* _Exercício proposto a_: Pode duplicar, sem qualquer alteração, a parte da listagem que começa na linha que contém "Regarding the medical" e vai até ao fim da listagem, com ambos os extremos incluídos?

* _Texto selecionado_:
..............................

Por estes dias, dei comigo a pensar no meu meio pão preenchido com açúcar, da minha tia Alexandrina, mulher do meu tio Zé. Este meu tio teve sete filhos, meus primos direitos por parte da minha mãe, todos bem mais velhos do que eu, a começar por aquele que é o meu padrinho. Já não tenho nem estes tios nem dois destes primos, que foram colhidos bem antes do seu tempo, ambos por ataque cardíaco (a Rosa, aos 33 e o António, este ano, aos 64). Evidentemente, se a saudade fosse reposta com o simples pão com açúcar, seria facilmente resolvida, mas são os momentos que ela evoca que são irrecuperáveis e insubstituíveis. A vida era dura para este meu tio, a quem cabia a função de trazer o dinheiro para casa, enquanto os filhos não começaram a trabalhar. Depois, já com os filhos jovens a ajudar, as coisas melhoraram um pouco, porém, nada era fácil. De maneira que o pão com açúcar era a guloseima que a minha tia me podia ofertar. Ou isso ou o pão com planta, mas esse não tinha nada de especial! E eu comia-o com deleite e com o açúcar a derreter-se-me na boca e a deixá-la doce e esbranquiçada…
A minha tia perguntava-me quase em surdina:
- Ó Sonita, (ainda hoje sou tratada assim por esses primos) queres pão com açúcar?!
E como haveria de não querer se era a doçura clandestina, quase um segredo bem guardado? A minha mãe só há pouco o soube e riu-se incrédula, quando falei da sandes com açúcar da tia Alexandrina, afiançando-me que só agora sabia da iguaria…
Nem o tento repetir, porque nem hoje aprecio tanto o açúcar e porque sei que seria uma desilusão. Esse sabor não é recuperável, porque não teria o ingrediente da infância e do afeto, dos primos que me levavam aos sábados à noite para casa deles (quantas vezes vi os festivais da eurovisão na casa deles, desde as Doce ao José Cid, de quem a minha prima Glória gostava tanto)! E dormia com as raparigas na mesma cama, quatro e comigo cinco, umas para os pés e outras para cima. Também sei que dormia para cima e no meio de duas ou três. Não se questionem, porque cabíamos todas e ao que me lembro (apesar da minha tenra idade, quatro ou cinco anitos) ninguém se queixava, no dia seguinte, de dores de costas causadas pelo desconforto. Ficava lá a dormir de sábado para domingo, talvez para dar descanso aos meus avós maternos com quem ia dormir, normalmente e, já no meio de ambos, afirmava que a perna esquerda era da avó e a direita do avô, antes de dormir e da oração do anjo da guarda. E ainda hoje oiço o Lino das Toiras, quando desço a ladeira, com a minha avó de candeia em punho a perguntar-me:
- Tu já vens, minha papagaia?!

..............................

* _Exercício proposto b_: Que familiares aparecem identificados pelo nome no texto sobre o pão com açúcar?

..............................

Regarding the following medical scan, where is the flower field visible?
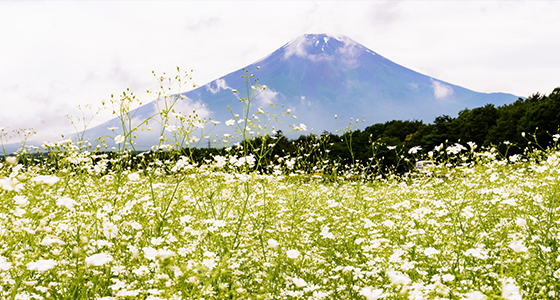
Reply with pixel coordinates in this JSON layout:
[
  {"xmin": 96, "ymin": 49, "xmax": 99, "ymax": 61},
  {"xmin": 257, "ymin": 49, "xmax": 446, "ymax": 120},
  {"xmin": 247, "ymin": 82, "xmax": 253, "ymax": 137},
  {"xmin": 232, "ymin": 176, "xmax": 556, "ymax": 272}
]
[{"xmin": 0, "ymin": 142, "xmax": 560, "ymax": 300}]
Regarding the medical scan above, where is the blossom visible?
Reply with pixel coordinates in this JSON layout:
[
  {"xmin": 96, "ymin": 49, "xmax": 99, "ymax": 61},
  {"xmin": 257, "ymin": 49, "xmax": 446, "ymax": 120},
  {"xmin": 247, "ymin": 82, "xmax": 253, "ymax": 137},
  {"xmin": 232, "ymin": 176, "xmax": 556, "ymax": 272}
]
[
  {"xmin": 40, "ymin": 236, "xmax": 66, "ymax": 246},
  {"xmin": 292, "ymin": 277, "xmax": 307, "ymax": 287},
  {"xmin": 502, "ymin": 278, "xmax": 522, "ymax": 300},
  {"xmin": 509, "ymin": 241, "xmax": 528, "ymax": 253},
  {"xmin": 14, "ymin": 195, "xmax": 29, "ymax": 207},
  {"xmin": 115, "ymin": 134, "xmax": 124, "ymax": 145},
  {"xmin": 26, "ymin": 259, "xmax": 57, "ymax": 272},
  {"xmin": 126, "ymin": 173, "xmax": 140, "ymax": 181},
  {"xmin": 286, "ymin": 249, "xmax": 301, "ymax": 259},
  {"xmin": 6, "ymin": 156, "xmax": 17, "ymax": 166},
  {"xmin": 463, "ymin": 291, "xmax": 486, "ymax": 300},
  {"xmin": 387, "ymin": 270, "xmax": 411, "ymax": 285},
  {"xmin": 56, "ymin": 196, "xmax": 78, "ymax": 209},
  {"xmin": 266, "ymin": 239, "xmax": 278, "ymax": 249},
  {"xmin": 360, "ymin": 286, "xmax": 383, "ymax": 300},
  {"xmin": 424, "ymin": 247, "xmax": 440, "ymax": 256},
  {"xmin": 86, "ymin": 253, "xmax": 113, "ymax": 267},
  {"xmin": 31, "ymin": 175, "xmax": 60, "ymax": 186},
  {"xmin": 0, "ymin": 178, "xmax": 23, "ymax": 192}
]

..............................

* _Resolução da tarefa a_:
Regarding the medical scan above, where is the blossom visible?
Reply with pixel coordinates in this JSON layout:
[
  {"xmin": 96, "ymin": 49, "xmax": 99, "ymax": 61},
  {"xmin": 257, "ymin": 49, "xmax": 446, "ymax": 120},
  {"xmin": 247, "ymin": 82, "xmax": 253, "ymax": 137},
  {"xmin": 232, "ymin": 176, "xmax": 556, "ymax": 272}
]
[
  {"xmin": 40, "ymin": 236, "xmax": 66, "ymax": 246},
  {"xmin": 292, "ymin": 277, "xmax": 307, "ymax": 287},
  {"xmin": 502, "ymin": 278, "xmax": 522, "ymax": 300},
  {"xmin": 509, "ymin": 241, "xmax": 528, "ymax": 253},
  {"xmin": 14, "ymin": 195, "xmax": 29, "ymax": 207},
  {"xmin": 115, "ymin": 134, "xmax": 124, "ymax": 145},
  {"xmin": 26, "ymin": 259, "xmax": 57, "ymax": 272},
  {"xmin": 126, "ymin": 173, "xmax": 140, "ymax": 181},
  {"xmin": 286, "ymin": 249, "xmax": 301, "ymax": 259},
  {"xmin": 6, "ymin": 156, "xmax": 17, "ymax": 166},
  {"xmin": 463, "ymin": 291, "xmax": 486, "ymax": 300},
  {"xmin": 387, "ymin": 270, "xmax": 411, "ymax": 285},
  {"xmin": 56, "ymin": 196, "xmax": 78, "ymax": 209},
  {"xmin": 266, "ymin": 239, "xmax": 278, "ymax": 249},
  {"xmin": 360, "ymin": 286, "xmax": 383, "ymax": 300},
  {"xmin": 424, "ymin": 247, "xmax": 440, "ymax": 256},
  {"xmin": 86, "ymin": 253, "xmax": 113, "ymax": 267},
  {"xmin": 31, "ymin": 175, "xmax": 60, "ymax": 186},
  {"xmin": 0, "ymin": 178, "xmax": 23, "ymax": 192}
]

* _Resolução da tarefa b_:
- Tia Alexandrina
- Tio Zé
- Rosa (prima)
- António (primo)
- Glória (prima)